### Consigne
Restituez sous forme de liste JSON de chaînes les lignes du listing ci-dessous, une chaîne par ligne et sans les lignes vides. Commencez à la ligne qui contient « surface, I would be grateful. » et arrêtez-vous après celle qui contient « M662 256L329 253L329 ».
--------------------------------------------------
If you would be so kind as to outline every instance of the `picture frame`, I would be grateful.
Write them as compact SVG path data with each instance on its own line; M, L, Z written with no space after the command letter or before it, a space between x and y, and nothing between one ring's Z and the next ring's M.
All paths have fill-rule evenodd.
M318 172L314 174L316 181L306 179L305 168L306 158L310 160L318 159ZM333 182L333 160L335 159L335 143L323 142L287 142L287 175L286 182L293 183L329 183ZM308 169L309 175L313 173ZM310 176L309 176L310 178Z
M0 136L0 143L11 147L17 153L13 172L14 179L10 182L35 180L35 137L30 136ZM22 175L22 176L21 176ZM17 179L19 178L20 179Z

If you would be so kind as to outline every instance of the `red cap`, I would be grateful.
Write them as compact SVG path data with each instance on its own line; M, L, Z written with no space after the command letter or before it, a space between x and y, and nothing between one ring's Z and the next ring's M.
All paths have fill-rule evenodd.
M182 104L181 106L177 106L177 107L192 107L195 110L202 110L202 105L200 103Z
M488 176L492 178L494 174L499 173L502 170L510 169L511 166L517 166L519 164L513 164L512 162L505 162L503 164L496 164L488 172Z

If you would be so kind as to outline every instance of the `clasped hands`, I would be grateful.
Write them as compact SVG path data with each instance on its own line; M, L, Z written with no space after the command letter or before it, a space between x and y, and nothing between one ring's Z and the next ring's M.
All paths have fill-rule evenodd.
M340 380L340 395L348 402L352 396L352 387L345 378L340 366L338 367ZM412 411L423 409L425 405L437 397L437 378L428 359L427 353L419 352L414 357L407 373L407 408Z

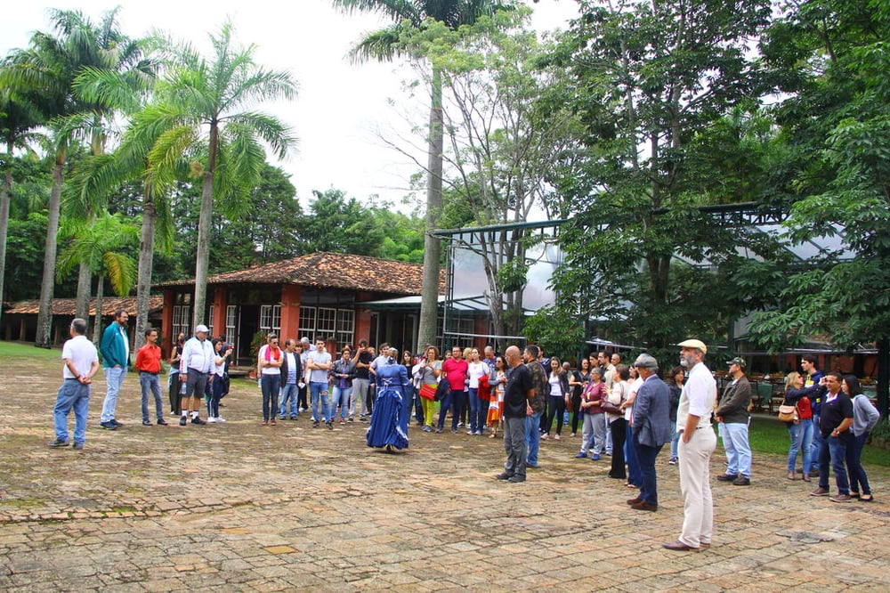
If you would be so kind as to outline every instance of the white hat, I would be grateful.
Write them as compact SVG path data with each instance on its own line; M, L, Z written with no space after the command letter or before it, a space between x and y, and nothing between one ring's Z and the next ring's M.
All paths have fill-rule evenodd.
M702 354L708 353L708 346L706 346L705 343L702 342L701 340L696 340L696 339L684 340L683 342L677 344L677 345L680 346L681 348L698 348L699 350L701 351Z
--------------------------------------------------
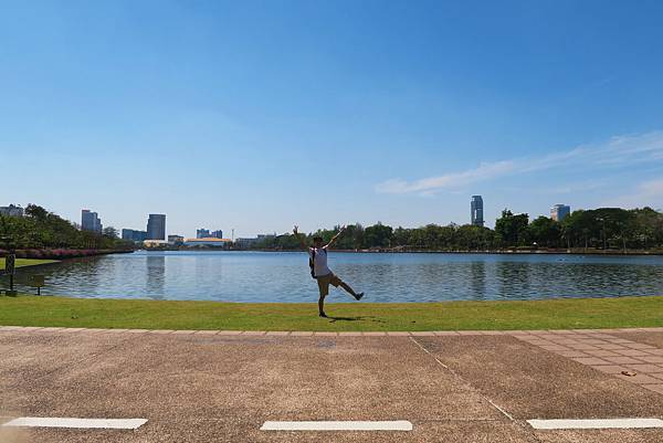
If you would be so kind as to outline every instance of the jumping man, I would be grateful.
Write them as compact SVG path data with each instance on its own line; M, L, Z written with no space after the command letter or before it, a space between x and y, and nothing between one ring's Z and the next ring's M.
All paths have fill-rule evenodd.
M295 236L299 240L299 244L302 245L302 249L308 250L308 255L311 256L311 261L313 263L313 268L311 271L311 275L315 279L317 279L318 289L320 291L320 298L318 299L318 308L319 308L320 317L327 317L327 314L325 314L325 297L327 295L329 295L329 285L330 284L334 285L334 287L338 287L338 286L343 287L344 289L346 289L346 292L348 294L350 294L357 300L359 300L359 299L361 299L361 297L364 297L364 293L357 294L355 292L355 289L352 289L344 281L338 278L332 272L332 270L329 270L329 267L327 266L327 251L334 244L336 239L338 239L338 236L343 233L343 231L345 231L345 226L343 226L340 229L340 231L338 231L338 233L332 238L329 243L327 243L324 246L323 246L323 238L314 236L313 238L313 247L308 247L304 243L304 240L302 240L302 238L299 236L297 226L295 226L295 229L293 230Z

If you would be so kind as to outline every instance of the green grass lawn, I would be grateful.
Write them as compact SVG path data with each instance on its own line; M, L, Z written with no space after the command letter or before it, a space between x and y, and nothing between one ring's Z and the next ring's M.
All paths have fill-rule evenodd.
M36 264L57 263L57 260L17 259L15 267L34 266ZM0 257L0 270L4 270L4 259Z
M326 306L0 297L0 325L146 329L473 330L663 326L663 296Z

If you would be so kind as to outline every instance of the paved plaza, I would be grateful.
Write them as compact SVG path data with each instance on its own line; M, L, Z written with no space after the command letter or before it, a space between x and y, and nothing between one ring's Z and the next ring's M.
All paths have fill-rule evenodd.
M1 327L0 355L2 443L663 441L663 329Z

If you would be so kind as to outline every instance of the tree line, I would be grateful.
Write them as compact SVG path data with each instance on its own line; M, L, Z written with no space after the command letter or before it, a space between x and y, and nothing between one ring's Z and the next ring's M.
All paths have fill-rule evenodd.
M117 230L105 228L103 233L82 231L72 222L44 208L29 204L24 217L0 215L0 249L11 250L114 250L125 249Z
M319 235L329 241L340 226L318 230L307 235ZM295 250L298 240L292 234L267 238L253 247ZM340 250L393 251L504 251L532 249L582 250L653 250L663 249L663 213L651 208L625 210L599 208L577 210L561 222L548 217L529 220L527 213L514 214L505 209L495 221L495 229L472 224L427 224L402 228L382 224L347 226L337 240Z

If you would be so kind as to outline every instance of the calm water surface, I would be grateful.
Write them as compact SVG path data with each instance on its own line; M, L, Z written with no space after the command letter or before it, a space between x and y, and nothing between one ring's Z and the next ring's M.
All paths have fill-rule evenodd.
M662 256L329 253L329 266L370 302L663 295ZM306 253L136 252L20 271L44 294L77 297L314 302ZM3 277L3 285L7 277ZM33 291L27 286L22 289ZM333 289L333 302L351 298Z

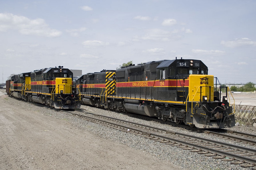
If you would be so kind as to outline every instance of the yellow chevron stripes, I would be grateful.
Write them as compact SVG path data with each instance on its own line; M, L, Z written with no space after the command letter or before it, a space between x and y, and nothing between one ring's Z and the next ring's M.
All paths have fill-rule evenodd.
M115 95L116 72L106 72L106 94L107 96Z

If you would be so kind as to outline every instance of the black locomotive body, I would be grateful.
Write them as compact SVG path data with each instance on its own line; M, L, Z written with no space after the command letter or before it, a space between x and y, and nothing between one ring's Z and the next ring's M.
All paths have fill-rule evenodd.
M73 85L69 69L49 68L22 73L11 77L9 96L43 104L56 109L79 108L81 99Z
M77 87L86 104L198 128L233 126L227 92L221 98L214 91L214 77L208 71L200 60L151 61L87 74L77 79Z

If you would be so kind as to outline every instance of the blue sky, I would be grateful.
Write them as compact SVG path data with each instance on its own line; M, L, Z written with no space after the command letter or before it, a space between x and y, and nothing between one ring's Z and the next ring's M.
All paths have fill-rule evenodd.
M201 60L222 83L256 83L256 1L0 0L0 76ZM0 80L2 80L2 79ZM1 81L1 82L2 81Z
--------------------------------------------------
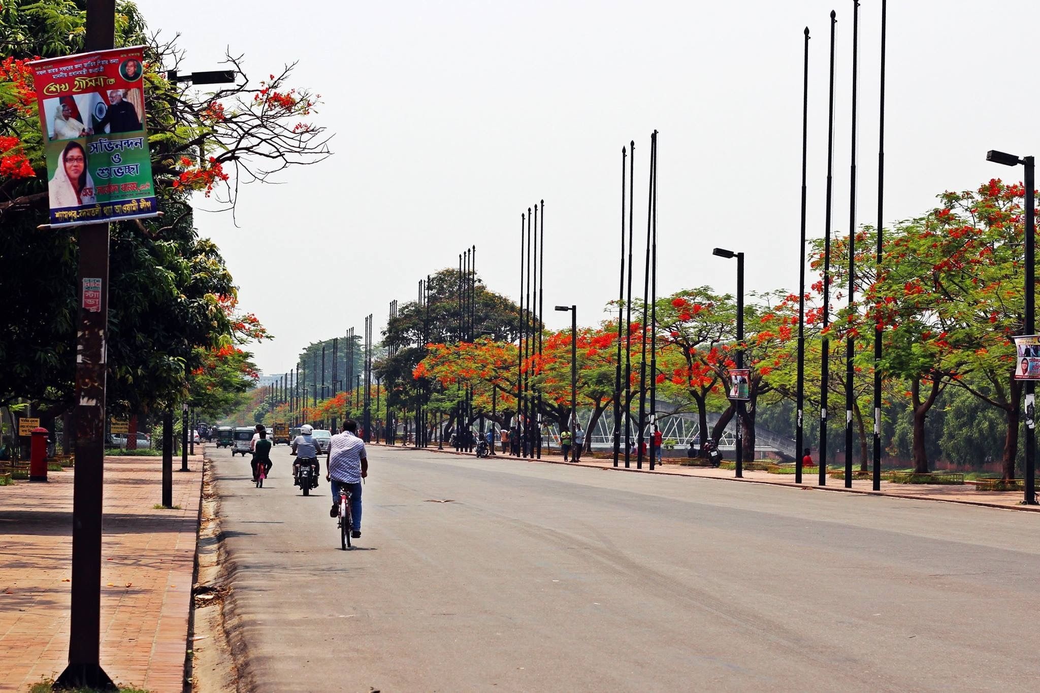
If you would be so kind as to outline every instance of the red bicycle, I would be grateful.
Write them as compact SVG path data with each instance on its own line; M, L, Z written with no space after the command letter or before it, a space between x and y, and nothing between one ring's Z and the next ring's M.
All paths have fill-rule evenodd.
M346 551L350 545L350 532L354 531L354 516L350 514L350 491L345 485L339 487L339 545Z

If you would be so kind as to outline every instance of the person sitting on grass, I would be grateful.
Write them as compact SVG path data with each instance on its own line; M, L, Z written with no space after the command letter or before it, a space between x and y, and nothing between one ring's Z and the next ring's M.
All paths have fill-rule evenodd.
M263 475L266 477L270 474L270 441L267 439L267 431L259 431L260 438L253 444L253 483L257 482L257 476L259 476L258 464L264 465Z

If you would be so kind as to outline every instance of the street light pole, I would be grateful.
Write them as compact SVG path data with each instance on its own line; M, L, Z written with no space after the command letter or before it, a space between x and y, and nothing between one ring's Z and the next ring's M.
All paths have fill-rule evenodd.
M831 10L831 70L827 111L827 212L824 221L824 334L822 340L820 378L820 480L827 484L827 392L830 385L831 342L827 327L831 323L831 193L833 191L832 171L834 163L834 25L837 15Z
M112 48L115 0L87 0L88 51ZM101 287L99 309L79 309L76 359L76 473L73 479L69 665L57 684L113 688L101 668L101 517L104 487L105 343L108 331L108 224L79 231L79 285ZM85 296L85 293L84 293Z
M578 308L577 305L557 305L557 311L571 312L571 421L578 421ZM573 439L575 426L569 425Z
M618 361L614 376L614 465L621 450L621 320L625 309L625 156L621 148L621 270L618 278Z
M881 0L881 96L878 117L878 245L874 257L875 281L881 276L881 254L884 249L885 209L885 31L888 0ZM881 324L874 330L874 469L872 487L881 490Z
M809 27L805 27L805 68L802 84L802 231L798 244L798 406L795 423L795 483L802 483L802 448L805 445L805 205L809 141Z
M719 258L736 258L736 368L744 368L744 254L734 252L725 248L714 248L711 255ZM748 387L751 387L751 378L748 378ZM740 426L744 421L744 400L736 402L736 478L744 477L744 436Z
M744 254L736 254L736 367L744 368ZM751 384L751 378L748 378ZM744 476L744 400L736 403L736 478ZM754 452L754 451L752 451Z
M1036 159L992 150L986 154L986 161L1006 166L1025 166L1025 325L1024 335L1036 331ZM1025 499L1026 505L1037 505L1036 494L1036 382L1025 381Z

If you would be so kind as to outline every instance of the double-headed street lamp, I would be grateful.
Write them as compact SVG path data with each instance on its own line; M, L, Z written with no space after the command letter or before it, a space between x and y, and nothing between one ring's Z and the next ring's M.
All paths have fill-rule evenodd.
--------------------------------------------------
### Corrigé complet
[
  "If you would be so kind as to outline every instance of the calm water surface, I would be grateful.",
  "Write them as compact SVG path data with each instance on its own line; M, L, Z written with no space after the command letter or before it, a space between x and y, and nothing between one ring's Z and the next ring's M.",
  "All paths have fill-rule evenodd.",
  "M662 256L329 253L329 266L370 302L663 295ZM306 253L136 252L20 271L44 294L77 297L314 302ZM3 277L3 285L7 277ZM33 291L27 286L22 289ZM333 289L333 302L351 298Z"
]